▶ **Objective**: According to the passage on the graduated slide, which of its three discs has the largest diameter?

--- start Passage shown ---

The slide 1 comprises, on the first face 2, at least a first 3, a second 4, and third 5 disc, all graduated and reciprocally movable. Advantageously, the three discs 3, 4 and 5 are overlaid, coaxial and relatively rotatable to one another, around a central axis la.

The three disks 3, 4, and 5 have different diameters: in particular, the first disk 3 has a larger diameter than the second disk 4 and the third 5 disc, and the second disc 4 has a diameter intermediate between the first 3 and third 5 disc.

The first disk 3, which is the outer one, simply presents a logarithmic scale 3a that is necessary to the third manual calculation of certain parameters, and some colored marks 3b that, when aligned with the relative marks 4b of the second disc 4, allow to perform conversions between measurement units from the international system 3a ', 4a ' to the Anglo-Saxon 3a", 4a" and vice versa.

The second disc 4 is intermediate and has a logarithmic scale specular to that of the first disk 3, with the corresponding marks 4b, previously cited for conversion tasks; several scales (described below) are printed, which allow, with the aid of the third disc 5, to find the parameter of interest.

The interaction between the first 3 and the second 4 discs allows the implementation of a simple calculation, generally conversion of units or calculations with two variables . The third disc 5 is essential to carry out more complex calculations: in fact, it interacts with the other two disks 3 and 4 via one or more rotations.

The cooperation of the third disc 5 with the first 3 and second 4 allows the implementation of the calculations of formulas to three variables.

The third disc 5 innermost comprises at least one window 6, inside which a result is viewable as obtained from a formula with three variables derived by appropriate rotations, alignments and/or iterations of rotations between the first 3, the second 4 and third 5 disk.

--- end Passage shown ---
--- start Excerpted records ---

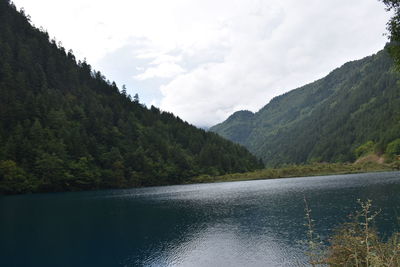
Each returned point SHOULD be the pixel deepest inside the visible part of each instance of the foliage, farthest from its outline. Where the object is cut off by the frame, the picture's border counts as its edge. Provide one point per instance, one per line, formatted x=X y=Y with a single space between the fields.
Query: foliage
x=327 y=120
x=393 y=148
x=64 y=127
x=357 y=243
x=313 y=169
x=393 y=27
x=365 y=149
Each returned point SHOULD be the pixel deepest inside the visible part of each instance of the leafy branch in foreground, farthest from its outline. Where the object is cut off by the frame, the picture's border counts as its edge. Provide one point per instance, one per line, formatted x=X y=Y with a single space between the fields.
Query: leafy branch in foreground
x=357 y=243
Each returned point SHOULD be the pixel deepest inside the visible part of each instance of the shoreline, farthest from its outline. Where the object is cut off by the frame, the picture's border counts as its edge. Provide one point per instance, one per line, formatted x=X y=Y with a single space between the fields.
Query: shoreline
x=294 y=171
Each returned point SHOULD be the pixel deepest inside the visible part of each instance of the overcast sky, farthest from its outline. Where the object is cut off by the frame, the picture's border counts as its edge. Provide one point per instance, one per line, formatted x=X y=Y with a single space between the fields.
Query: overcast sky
x=205 y=59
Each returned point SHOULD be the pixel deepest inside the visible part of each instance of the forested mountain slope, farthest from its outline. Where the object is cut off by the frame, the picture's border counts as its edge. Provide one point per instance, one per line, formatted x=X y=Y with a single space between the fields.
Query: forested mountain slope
x=63 y=126
x=327 y=119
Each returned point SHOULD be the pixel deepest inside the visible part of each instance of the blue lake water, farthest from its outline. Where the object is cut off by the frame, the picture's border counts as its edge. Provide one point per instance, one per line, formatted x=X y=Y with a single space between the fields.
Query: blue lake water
x=252 y=223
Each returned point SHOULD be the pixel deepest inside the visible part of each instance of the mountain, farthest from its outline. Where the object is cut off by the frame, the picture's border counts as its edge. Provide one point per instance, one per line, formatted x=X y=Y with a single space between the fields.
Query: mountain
x=326 y=120
x=64 y=127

--- end Excerpted records ---

▶ **Output for this exercise**: The first disc, disc 3, the outer one.